Copy out every one of the records below word for word, leaving out the pictures.

((

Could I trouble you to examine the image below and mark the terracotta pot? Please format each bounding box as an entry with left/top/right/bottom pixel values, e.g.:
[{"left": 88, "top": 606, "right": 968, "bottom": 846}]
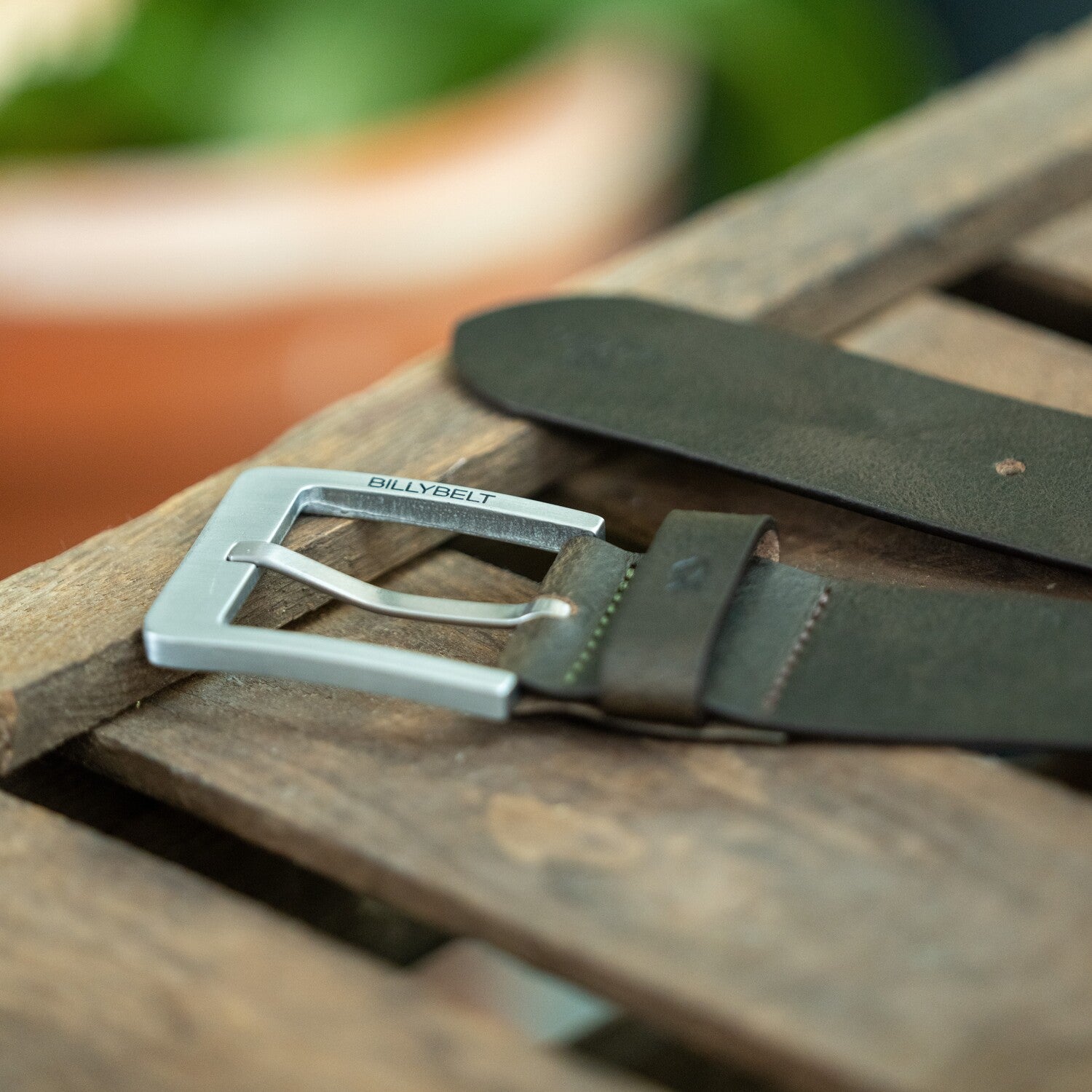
[{"left": 0, "top": 44, "right": 694, "bottom": 574}]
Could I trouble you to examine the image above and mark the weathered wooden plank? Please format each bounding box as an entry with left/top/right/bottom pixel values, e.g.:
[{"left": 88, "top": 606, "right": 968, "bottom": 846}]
[
  {"left": 78, "top": 553, "right": 1092, "bottom": 1092},
  {"left": 0, "top": 362, "right": 593, "bottom": 772},
  {"left": 0, "top": 794, "right": 644, "bottom": 1092},
  {"left": 553, "top": 293, "right": 1092, "bottom": 598},
  {"left": 598, "top": 15, "right": 1092, "bottom": 334},
  {"left": 10, "top": 17, "right": 1092, "bottom": 769},
  {"left": 961, "top": 197, "right": 1092, "bottom": 341}
]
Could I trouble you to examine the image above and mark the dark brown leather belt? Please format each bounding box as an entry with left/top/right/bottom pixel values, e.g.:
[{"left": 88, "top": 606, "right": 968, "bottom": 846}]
[
  {"left": 454, "top": 297, "right": 1092, "bottom": 569},
  {"left": 454, "top": 297, "right": 1092, "bottom": 748}
]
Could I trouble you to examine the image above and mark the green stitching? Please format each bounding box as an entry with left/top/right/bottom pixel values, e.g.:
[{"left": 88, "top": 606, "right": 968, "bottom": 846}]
[{"left": 563, "top": 565, "right": 637, "bottom": 684}]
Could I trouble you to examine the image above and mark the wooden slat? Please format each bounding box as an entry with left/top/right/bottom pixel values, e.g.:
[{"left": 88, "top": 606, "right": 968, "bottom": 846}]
[
  {"left": 0, "top": 794, "right": 644, "bottom": 1092},
  {"left": 1006, "top": 194, "right": 1092, "bottom": 309},
  {"left": 10, "top": 17, "right": 1092, "bottom": 769},
  {"left": 78, "top": 553, "right": 1092, "bottom": 1092},
  {"left": 553, "top": 293, "right": 1092, "bottom": 598}
]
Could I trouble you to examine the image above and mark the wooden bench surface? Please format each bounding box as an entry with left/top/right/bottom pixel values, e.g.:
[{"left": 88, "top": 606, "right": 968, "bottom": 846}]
[{"left": 0, "top": 15, "right": 1092, "bottom": 1092}]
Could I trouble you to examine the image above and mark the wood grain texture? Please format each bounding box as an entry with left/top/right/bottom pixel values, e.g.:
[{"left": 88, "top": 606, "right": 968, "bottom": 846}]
[
  {"left": 1005, "top": 197, "right": 1092, "bottom": 308},
  {"left": 598, "top": 15, "right": 1092, "bottom": 334},
  {"left": 83, "top": 553, "right": 1092, "bottom": 1092},
  {"left": 0, "top": 362, "right": 594, "bottom": 771},
  {"left": 10, "top": 17, "right": 1092, "bottom": 770},
  {"left": 552, "top": 292, "right": 1092, "bottom": 598},
  {"left": 0, "top": 794, "right": 644, "bottom": 1092}
]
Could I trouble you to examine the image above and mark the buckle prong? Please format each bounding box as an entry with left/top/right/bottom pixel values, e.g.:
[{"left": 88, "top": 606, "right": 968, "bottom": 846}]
[
  {"left": 144, "top": 467, "right": 603, "bottom": 721},
  {"left": 227, "top": 542, "right": 574, "bottom": 629}
]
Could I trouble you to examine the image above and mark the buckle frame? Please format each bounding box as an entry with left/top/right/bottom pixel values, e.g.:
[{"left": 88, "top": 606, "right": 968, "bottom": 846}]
[{"left": 144, "top": 467, "right": 604, "bottom": 721}]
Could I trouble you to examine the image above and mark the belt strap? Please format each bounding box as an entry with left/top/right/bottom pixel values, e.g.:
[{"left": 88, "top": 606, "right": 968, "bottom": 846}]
[
  {"left": 454, "top": 297, "right": 1092, "bottom": 569},
  {"left": 502, "top": 513, "right": 1092, "bottom": 748},
  {"left": 598, "top": 513, "right": 777, "bottom": 724}
]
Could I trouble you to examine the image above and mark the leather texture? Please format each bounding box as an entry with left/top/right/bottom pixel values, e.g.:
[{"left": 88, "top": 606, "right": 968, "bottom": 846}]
[
  {"left": 454, "top": 297, "right": 1092, "bottom": 569},
  {"left": 600, "top": 513, "right": 773, "bottom": 724},
  {"left": 502, "top": 513, "right": 1092, "bottom": 751}
]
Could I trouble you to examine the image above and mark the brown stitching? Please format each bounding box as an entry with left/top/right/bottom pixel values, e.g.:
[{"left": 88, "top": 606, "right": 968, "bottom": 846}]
[
  {"left": 561, "top": 561, "right": 637, "bottom": 684},
  {"left": 762, "top": 587, "right": 830, "bottom": 713}
]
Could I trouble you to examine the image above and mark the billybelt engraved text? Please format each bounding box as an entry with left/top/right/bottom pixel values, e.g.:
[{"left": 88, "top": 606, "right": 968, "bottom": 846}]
[{"left": 368, "top": 475, "right": 497, "bottom": 505}]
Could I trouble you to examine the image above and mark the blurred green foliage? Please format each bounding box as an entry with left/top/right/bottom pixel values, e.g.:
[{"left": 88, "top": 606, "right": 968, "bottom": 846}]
[{"left": 0, "top": 0, "right": 945, "bottom": 197}]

))

▸ Solution to this problem
Could I trouble you to examine the image below and mark the terracotta pot? Please format each bounding box as an entry with left/top/right/bottom pixel values, e.g.:
[{"left": 88, "top": 606, "right": 968, "bottom": 846}]
[{"left": 0, "top": 44, "right": 694, "bottom": 574}]
Could I trouble you to examine the image above and mark the weathered wooden plank? Please format each bounding box as an entry with left/top/right/bottom pixel values, e.g.:
[{"left": 88, "top": 606, "right": 968, "bottom": 846}]
[
  {"left": 78, "top": 553, "right": 1092, "bottom": 1092},
  {"left": 0, "top": 362, "right": 593, "bottom": 772},
  {"left": 0, "top": 794, "right": 644, "bottom": 1092},
  {"left": 553, "top": 293, "right": 1092, "bottom": 598},
  {"left": 598, "top": 15, "right": 1092, "bottom": 334},
  {"left": 10, "top": 17, "right": 1092, "bottom": 769},
  {"left": 961, "top": 197, "right": 1092, "bottom": 341}
]
Could I trouble you to examine the image above and mark the dark brown leather belt? Please format each bounding box as an entry with left/top/right/bottom pixel values, e.g.:
[{"left": 88, "top": 606, "right": 968, "bottom": 846}]
[
  {"left": 454, "top": 297, "right": 1092, "bottom": 569},
  {"left": 454, "top": 297, "right": 1092, "bottom": 748}
]
Could I trouble you to examine the image above and mark the green stitching? Please format each bounding box as an entry with left/top/right/bottom pixel values, e.g.:
[{"left": 88, "top": 606, "right": 968, "bottom": 846}]
[{"left": 563, "top": 565, "right": 637, "bottom": 684}]
Could I trouble you to examine the image above and mark the wooden slat? Please format each bounding box as an entry with left/top/right/bottom pixel values, e.g.:
[{"left": 88, "top": 606, "right": 968, "bottom": 846}]
[
  {"left": 0, "top": 794, "right": 644, "bottom": 1092},
  {"left": 1006, "top": 194, "right": 1092, "bottom": 309},
  {"left": 10, "top": 17, "right": 1092, "bottom": 769},
  {"left": 78, "top": 553, "right": 1092, "bottom": 1092},
  {"left": 553, "top": 293, "right": 1092, "bottom": 598}
]
Could I trouble you to examine the image above and mark the wooden bench surface? Please format each bounding box as an entry with left/top/right/bottom pixel values, e.g.:
[{"left": 88, "top": 606, "right": 968, "bottom": 846}]
[{"left": 0, "top": 15, "right": 1092, "bottom": 1092}]
Could I trouble you to examine the image above and mark the wood grain texture? Please format each bounding box as an entry with left/top/right/bottom pixel values, e.g.:
[{"left": 88, "top": 606, "right": 968, "bottom": 846}]
[
  {"left": 1005, "top": 197, "right": 1092, "bottom": 308},
  {"left": 598, "top": 15, "right": 1092, "bottom": 334},
  {"left": 83, "top": 553, "right": 1092, "bottom": 1092},
  {"left": 0, "top": 362, "right": 594, "bottom": 771},
  {"left": 10, "top": 17, "right": 1092, "bottom": 770},
  {"left": 552, "top": 292, "right": 1092, "bottom": 598},
  {"left": 0, "top": 794, "right": 644, "bottom": 1092}
]
Could I trouble you to examine the image above and mark the buckle prong? Please format each bounding box as an entry with left/top/right/bottom pixel values, e.g.:
[{"left": 88, "top": 606, "right": 968, "bottom": 846}]
[
  {"left": 144, "top": 467, "right": 603, "bottom": 721},
  {"left": 227, "top": 542, "right": 574, "bottom": 629}
]
Could I trouble you to examine the image above and mark the buckle frame? Please format each bounding box as an entry with left/top/right/bottom pixel values, e.g.:
[{"left": 88, "top": 606, "right": 968, "bottom": 846}]
[{"left": 144, "top": 467, "right": 604, "bottom": 721}]
Could I trouble you to examine the image above and mark the belt strap? Please format each bounding box as an entry with left/top/right/bottom pixel values, e.g.:
[{"left": 88, "top": 606, "right": 968, "bottom": 846}]
[
  {"left": 454, "top": 297, "right": 1092, "bottom": 569},
  {"left": 502, "top": 513, "right": 1092, "bottom": 748},
  {"left": 598, "top": 513, "right": 777, "bottom": 724}
]
Could I trouble you to examine the image above and mark the leather texture? Please format each bounding box as an entry with left/top/right/bottom pixel values, e.g.:
[{"left": 88, "top": 606, "right": 968, "bottom": 846}]
[
  {"left": 454, "top": 297, "right": 1092, "bottom": 569},
  {"left": 600, "top": 513, "right": 773, "bottom": 724},
  {"left": 502, "top": 513, "right": 1092, "bottom": 751}
]
Could I trouble you to examine the image above and mark the brown stitching? Please format each bounding box as an entry with left/top/right/bottom pixel values, e.g.:
[{"left": 88, "top": 606, "right": 968, "bottom": 846}]
[
  {"left": 561, "top": 561, "right": 637, "bottom": 684},
  {"left": 762, "top": 587, "right": 830, "bottom": 713}
]
Could I trouble you to examine the image above and mark the billybelt engraved text? Please format each bounding box as an entry with left/top/right/bottom pixel values, e.g.:
[{"left": 88, "top": 606, "right": 968, "bottom": 846}]
[{"left": 368, "top": 475, "right": 497, "bottom": 505}]
Could I trouble you to examine the image above and mark the blurred green foliage? Please format each bounding box as an entry with left/top/right/bottom pixel values, e.g.:
[{"left": 88, "top": 606, "right": 968, "bottom": 846}]
[{"left": 0, "top": 0, "right": 945, "bottom": 197}]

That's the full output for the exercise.